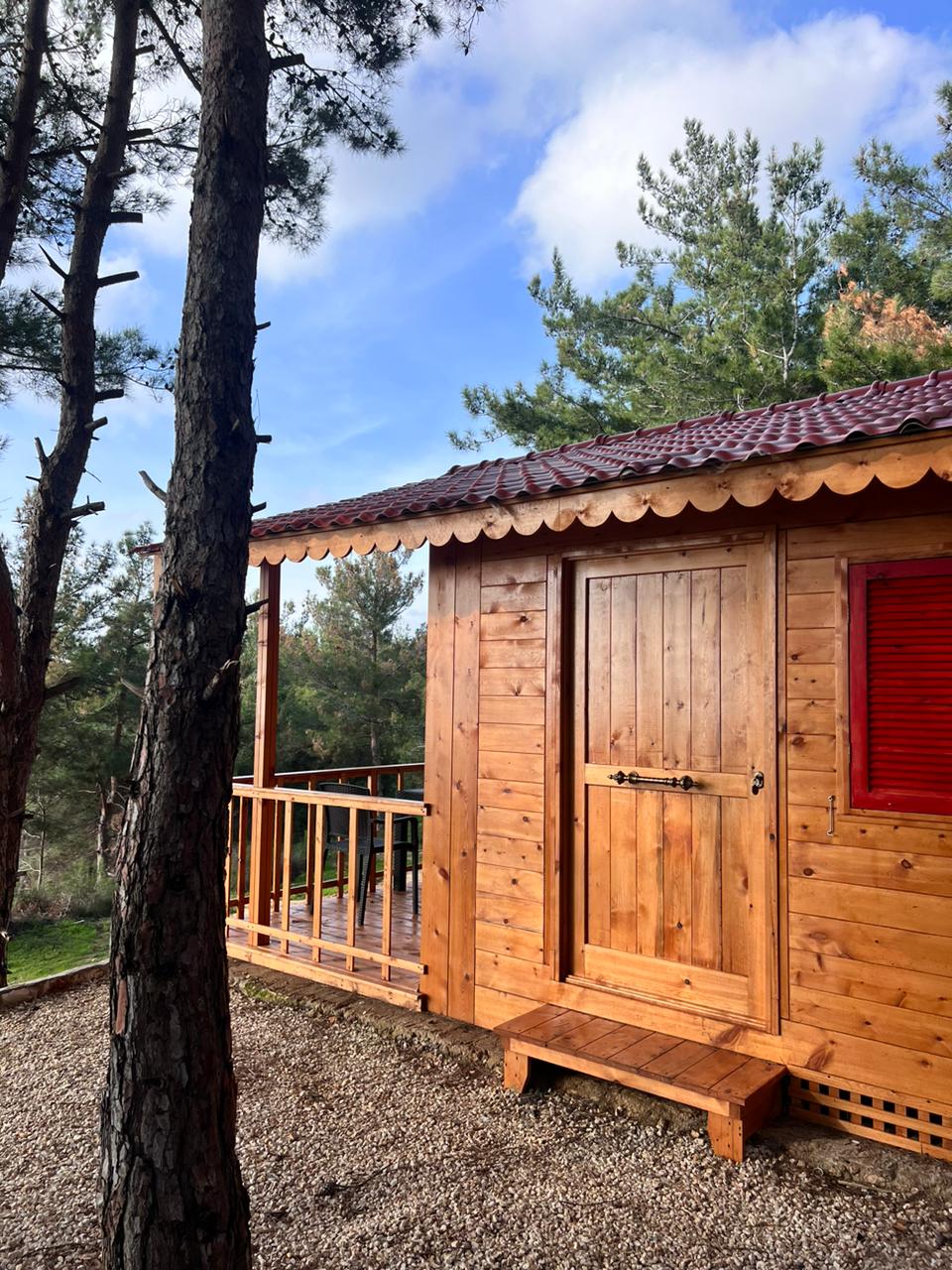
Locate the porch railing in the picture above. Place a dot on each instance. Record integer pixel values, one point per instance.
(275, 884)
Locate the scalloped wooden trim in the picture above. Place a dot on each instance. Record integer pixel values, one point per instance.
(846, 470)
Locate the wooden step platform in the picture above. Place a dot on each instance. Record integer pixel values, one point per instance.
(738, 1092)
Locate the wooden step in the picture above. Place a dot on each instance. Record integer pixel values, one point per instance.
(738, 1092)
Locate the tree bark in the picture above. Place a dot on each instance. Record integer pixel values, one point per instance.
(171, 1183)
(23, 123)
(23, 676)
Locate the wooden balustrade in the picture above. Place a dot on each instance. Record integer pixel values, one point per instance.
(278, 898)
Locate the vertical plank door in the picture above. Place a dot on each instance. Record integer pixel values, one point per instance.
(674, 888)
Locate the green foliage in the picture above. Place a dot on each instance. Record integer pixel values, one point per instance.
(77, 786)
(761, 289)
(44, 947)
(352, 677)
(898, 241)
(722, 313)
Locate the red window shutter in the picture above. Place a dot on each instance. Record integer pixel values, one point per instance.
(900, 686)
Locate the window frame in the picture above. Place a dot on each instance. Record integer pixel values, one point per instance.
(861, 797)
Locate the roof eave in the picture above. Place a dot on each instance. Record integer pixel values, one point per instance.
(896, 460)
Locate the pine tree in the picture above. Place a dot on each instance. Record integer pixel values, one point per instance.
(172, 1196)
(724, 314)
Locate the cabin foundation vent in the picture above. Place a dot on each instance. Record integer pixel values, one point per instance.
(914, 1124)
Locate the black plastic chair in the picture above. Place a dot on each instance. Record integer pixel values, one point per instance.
__________
Exercise aim
From the start of the entries up to and including the line with "(914, 1124)", switch each "Place a dot" to "Put a marker" and write those lines out again with nothing else changed. Leave the pictures out of your answer.

Response to this exercise
Locate the porch railing in the picture above. Put a marker on each instance. Record integer pixel values, one point per instance.
(275, 884)
Locate the scalloped wooden trim in the picture above. Put a marker on each instance. Record integer pixel values, one point per instance.
(846, 470)
Locate the wooden step platform in the picture above. Put a marker on each instance. Record integer pixel values, one point per instance.
(738, 1092)
Locate the wooden step in the picture above. Put a marker on each instance. Record integer pixel values, one point per instance.
(738, 1092)
Locate the tree bark in the picture above. Put a marker on each instance. Record integer pixel values, one point per instance.
(171, 1183)
(23, 123)
(23, 676)
Locate the wooden balustrade in the picture above. Put a marker on each instance. Record integer pixel values, one point per instance.
(278, 898)
Locate the vertical plank door in the picture above. Put a marker on each instance. Record integer pixel values, one point per instance.
(674, 888)
Locate the green foliage in the picture above. Put a marker on each instance. Record integer pixel values, one point per instance.
(77, 786)
(761, 289)
(44, 947)
(352, 677)
(898, 241)
(722, 313)
Locate the red window shutter in the picture above. Put a marker on each instance. Record integer pixel values, one point per instance.
(900, 686)
Locate the window frame in the picture above. Put a marker on each instance. Record integer pixel values, one point per instance.
(861, 797)
Locate the roof eave in the picture above. Put a marker on each instance. Record integer pixel values, one point per instance.
(896, 460)
Locate the pine tree in the picture above. Put a marker on each instance. Record integer pixel values, one point per instance.
(172, 1196)
(724, 314)
Locate the cabin foundation vent in the picture above. Put a marker on each instance. Record integer pixel values, one point per instance.
(914, 1124)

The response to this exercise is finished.